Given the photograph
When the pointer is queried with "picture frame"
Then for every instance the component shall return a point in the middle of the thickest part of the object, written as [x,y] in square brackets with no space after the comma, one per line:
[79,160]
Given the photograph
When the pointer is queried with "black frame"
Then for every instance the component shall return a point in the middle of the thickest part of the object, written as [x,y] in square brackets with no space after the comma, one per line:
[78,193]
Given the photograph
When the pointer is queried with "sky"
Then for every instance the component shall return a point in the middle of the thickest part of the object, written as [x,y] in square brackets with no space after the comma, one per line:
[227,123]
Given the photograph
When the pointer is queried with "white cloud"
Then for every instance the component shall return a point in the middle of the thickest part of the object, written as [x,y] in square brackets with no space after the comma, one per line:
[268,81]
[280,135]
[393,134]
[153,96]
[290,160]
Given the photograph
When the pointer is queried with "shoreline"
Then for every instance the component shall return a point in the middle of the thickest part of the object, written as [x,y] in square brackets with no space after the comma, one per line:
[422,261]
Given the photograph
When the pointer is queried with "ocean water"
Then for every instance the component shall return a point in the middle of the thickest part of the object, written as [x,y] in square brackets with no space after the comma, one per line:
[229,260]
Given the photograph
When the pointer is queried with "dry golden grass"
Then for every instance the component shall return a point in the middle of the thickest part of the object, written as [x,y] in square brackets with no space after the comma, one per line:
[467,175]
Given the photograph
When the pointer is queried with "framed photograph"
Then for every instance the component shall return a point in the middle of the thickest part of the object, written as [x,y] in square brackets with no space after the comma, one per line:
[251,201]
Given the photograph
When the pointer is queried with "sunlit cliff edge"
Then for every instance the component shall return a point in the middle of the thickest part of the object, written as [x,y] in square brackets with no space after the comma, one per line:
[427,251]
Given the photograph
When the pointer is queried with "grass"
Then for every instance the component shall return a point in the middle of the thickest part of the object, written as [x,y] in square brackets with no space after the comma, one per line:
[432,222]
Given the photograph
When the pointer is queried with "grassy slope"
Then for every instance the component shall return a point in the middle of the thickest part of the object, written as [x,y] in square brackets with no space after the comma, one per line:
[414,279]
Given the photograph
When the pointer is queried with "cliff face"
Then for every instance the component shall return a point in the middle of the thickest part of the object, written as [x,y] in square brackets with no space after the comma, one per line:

*PROBLEM REQUIREMENTS:*
Copy out the whole listing exactly.

*ANSWER TO THE EXERCISE:*
Given the photograph
When the pointer is queried with "picture frame"
Then for every instance the component shall return a point in the middle of the thickest part of the object, written as [x,y] in square brackets with no space after the comma, one per line:
[79,160]
Given the photograph
When the pointer is queried with "black frame"
Then for every instance the component shall return a point in the middle of the thickest part of the object, written as [x,y] in square brackets with no space after the comma, one per line:
[78,193]
Given the photograph
When the pointer is queried with "sky"
Then for every instance the component shall return a point in the middle of the thickest part of the object, written as [x,y] in square brackets with no space after the comma, one per line:
[227,123]
Given the photograph
When the pointer is queried with "white cloud"
Then for every instance the component shall return a point in the middle of the thickest part of the object, written as [x,y] in square brackets with no space after the comma, one per line:
[268,81]
[280,135]
[393,134]
[153,96]
[290,160]
Given the photograph
When the pointer is queried with "shoreline"
Then for every instance the component shall return a point in the middle of the thickest part of the object, written as [x,y] in square brackets with no space after the comma, one per line:
[422,261]
Given the photograph
When the pointer is queried with "ocean water"
Then for every instance the component shall return a point in the middle of the thickest part of the object, written as [x,y] in square brackets with no space after the comma, one per line:
[229,260]
Given the photograph
When the pointer is queried with "dry golden grass"
Then for every instance the component shall return a point in the middle of the thickest part of the object, written as [x,y] in square brackets with no space after the comma, one per line:
[467,175]
Given the photograph
When the pointer is queried with "framed photograph"
Then for every instance the component shall return a point in the middle of the thickest part of the object, written as [x,y] in square brackets with no space after the comma, one per line:
[251,201]
Given the photograph
When the pointer is queried with "sunlit cliff edge"
Then for every instance the component shall return a point in the middle of the thickest part of the object, written as [x,y] in square brackets with no space after the comma, one per line:
[427,251]
Given the photograph
When the pointer is queried with "grass"
Then for every instance the component shall return a point in the middle of the thickest part of the object, written as [x,y] in square brackets with no space after the comma, one per line:
[432,222]
Given the photograph
When the pointer is queried with "grassy slope"
Then for every instance the component shall return a point in the middle of the thickest part of the object, written as [x,y] in square brackets with no space after the comma, one per line:
[414,279]
Given the photograph
When the pointer is queried with "cliff face"
Then for every instance the component shall return a point in the middle of the thickest part of the object, written as [x,y] in square brackets with no space after the comma, one per line:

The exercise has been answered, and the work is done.